=== DATA FOR THIS TASK ===
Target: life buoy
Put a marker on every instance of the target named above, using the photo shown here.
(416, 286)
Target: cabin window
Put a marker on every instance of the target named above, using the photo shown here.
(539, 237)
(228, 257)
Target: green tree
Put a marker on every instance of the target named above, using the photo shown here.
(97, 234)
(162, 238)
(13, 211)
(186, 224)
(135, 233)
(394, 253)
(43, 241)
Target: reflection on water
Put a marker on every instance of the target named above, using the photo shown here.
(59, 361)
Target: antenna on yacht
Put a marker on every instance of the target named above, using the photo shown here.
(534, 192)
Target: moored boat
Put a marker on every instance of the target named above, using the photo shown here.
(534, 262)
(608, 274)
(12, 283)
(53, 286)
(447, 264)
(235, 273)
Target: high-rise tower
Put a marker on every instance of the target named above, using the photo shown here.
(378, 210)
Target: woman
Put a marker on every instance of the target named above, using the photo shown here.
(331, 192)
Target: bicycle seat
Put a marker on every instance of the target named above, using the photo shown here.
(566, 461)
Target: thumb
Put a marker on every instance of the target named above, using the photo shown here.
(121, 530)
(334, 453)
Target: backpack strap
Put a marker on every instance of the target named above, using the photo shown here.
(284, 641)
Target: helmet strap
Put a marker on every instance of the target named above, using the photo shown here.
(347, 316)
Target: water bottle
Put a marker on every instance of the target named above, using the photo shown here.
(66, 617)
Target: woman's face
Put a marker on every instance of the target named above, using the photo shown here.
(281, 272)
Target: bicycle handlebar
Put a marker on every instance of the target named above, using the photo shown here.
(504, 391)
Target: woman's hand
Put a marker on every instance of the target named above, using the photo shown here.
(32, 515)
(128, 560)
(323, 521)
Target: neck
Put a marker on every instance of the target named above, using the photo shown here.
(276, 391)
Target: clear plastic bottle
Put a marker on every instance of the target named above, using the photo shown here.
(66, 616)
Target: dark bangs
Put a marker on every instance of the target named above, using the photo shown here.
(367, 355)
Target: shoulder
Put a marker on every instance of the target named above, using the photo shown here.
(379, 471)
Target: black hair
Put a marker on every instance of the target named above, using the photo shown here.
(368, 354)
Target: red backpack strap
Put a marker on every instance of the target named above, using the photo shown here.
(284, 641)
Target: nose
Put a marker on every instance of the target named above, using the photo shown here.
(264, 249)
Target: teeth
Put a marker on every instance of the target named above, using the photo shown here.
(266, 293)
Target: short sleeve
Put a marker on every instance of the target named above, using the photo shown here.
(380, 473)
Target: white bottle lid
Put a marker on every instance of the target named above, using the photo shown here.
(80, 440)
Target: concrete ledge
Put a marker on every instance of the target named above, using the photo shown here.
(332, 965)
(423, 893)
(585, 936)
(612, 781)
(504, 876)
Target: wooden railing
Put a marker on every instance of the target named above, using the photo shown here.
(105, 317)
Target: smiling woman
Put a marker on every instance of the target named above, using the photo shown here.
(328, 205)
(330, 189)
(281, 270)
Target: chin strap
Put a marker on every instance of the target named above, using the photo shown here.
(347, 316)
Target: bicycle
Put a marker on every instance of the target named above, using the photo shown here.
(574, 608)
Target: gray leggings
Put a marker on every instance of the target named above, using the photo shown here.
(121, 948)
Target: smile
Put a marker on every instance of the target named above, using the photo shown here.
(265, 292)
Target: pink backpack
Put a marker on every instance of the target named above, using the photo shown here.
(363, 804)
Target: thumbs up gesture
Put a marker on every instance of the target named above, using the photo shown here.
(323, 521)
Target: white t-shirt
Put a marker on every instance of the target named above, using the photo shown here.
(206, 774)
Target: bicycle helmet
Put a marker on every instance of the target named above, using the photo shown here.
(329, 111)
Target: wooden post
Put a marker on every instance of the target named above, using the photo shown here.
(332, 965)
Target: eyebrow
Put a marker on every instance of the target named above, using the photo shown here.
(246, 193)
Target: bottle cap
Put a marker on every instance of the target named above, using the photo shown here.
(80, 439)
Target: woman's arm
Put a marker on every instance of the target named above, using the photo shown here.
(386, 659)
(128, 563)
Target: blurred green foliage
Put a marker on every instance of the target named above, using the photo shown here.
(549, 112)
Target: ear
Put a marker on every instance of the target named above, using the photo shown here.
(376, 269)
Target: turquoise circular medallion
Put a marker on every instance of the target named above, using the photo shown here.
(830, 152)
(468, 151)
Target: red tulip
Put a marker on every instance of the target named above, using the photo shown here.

=== WHAT IS NEEDED ===
Extract the lines above from the one containing "Target: bottle cap" to the last line, both included, exactly as written.

=== OUTPUT ===
Target: bottle cap
Put a marker on every instance of the target named above, using the photo shown here.
(80, 439)
Target: woman's arm
Put a marker on every instance of the target named above, using the photo shown here.
(386, 659)
(128, 563)
Target: blurred green foliage
Put a marker on every instance of the target named above, using the photo shown here.
(549, 112)
Target: ear
Put a marker on every instance of the target named above, using the photo shown here.
(376, 269)
Target: turquoise circular medallion
Put a marker on every instance of the target named above, using the photo shown here.
(830, 152)
(468, 151)
Target: red tulip
Put a marker on every instance of the target named above, using the photo shown here.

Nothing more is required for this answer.